:: Document excerpt

Software and methods developed by EU-funded project DIVEFOR can help in such cases – and do much more – using advanced digital techniques.

In fact, police in the UK used software refined by the project to prove that an indecent video found on a suspect’s mobile phone had been shot with that same device, and had not been copied or sent to him, as the accused claimed.

“We understand that this is the first-ever conviction obtained using this technology, which provides law enforcement with an extra option to help detect offences of any kind in which the source of digital imagery is an issue,” said Sussex Police in a July 2014 statement.

The software was originally developed in 2009 by Chang-Tsun Li of the UK’s University of Warwick. Afterwards Li received a Marie Curie fellowship through the EU-funded DIVEFOR project that enabled him to further develop the digital techniques he used for the software. The software is owned by Forensic Pathways, a UK-based company and a DIVEFOR project partner.

The software is able to uniquely identify and link images and videos with the devices used to create them. DIVEFOR developed additional forensic applications of the techniques and refined digital identification and authentication techniques.

The work improved the original software and produced additional prototype tools related to device identification, licensing infringement and anti-tampering, among others uses. The project partners have received four patents for the work.

“The applications for our research based on hidden data in the content also involved authentication, content integrity verification, copyright protection and the detection of covert communications,” says Li.

Making sense of pattern noise

Light sensors used by all digital video and image devices leave unique traces – known as ‘pattern noise’ – in recorded data. This digital ‘fingerprint’ can be used forensically in many ways, including matching a specific video or image to a particular recording device.

::::

- Instructions:
1) Please transcribe the stretch of the DIVEFOR article from "The software was" through "and authentication techniques.".
2) Answer these questions from the DIVEFOR article:
(a) In what year was the software first developed?
(b) Which company owns the software?
(c) How many patents have the project partners received for the work?

:: Entries provided

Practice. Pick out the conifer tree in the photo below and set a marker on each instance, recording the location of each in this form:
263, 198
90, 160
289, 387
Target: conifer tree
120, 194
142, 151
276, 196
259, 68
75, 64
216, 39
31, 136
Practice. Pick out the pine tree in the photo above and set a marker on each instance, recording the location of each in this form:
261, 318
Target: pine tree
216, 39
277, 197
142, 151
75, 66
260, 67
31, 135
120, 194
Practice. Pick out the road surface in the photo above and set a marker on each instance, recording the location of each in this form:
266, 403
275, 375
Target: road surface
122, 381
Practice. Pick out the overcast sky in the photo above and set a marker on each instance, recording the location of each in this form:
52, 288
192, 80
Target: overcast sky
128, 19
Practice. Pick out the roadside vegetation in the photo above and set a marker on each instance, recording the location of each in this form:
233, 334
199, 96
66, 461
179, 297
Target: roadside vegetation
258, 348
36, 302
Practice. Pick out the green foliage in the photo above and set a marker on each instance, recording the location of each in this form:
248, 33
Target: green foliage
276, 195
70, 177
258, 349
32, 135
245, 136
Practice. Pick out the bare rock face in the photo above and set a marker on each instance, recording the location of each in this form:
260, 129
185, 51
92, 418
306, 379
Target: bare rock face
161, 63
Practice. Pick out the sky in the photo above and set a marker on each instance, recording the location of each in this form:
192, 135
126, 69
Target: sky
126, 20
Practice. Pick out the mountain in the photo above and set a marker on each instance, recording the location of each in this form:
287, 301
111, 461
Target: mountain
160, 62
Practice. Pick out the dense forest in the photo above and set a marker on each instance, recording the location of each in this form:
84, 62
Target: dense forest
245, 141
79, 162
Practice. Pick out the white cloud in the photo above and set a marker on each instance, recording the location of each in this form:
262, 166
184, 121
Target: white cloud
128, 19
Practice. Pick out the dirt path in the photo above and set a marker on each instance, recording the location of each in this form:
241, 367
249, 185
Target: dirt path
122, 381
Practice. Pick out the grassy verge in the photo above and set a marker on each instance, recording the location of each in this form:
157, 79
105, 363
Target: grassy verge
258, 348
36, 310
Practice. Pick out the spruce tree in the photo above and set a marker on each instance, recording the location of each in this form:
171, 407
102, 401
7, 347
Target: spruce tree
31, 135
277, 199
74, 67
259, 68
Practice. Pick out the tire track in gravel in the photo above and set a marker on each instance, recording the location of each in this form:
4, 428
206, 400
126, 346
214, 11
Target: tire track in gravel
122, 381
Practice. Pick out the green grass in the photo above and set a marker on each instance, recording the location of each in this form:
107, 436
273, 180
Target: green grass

::::

- Problem solutions:
1)
The software was originally developed in 2009 by Chang-Tsun Li of the UK’s University of Warwick. Afterwards Li received a Marie Curie fellowship through the EU-funded DIVEFOR project that enabled him to further develop the digital techniques he used for the software. The software is owned by Forensic Pathways, a UK-based company and a DIVEFOR project partner.

The software is able to uniquely identify and link images and videos with the devices used to create them. DIVEFOR developed additional forensic applications of the techniques and refined digital identification and authentication techniques.

2)
(a) 2009
(b) Forensic Pathways
(c) Four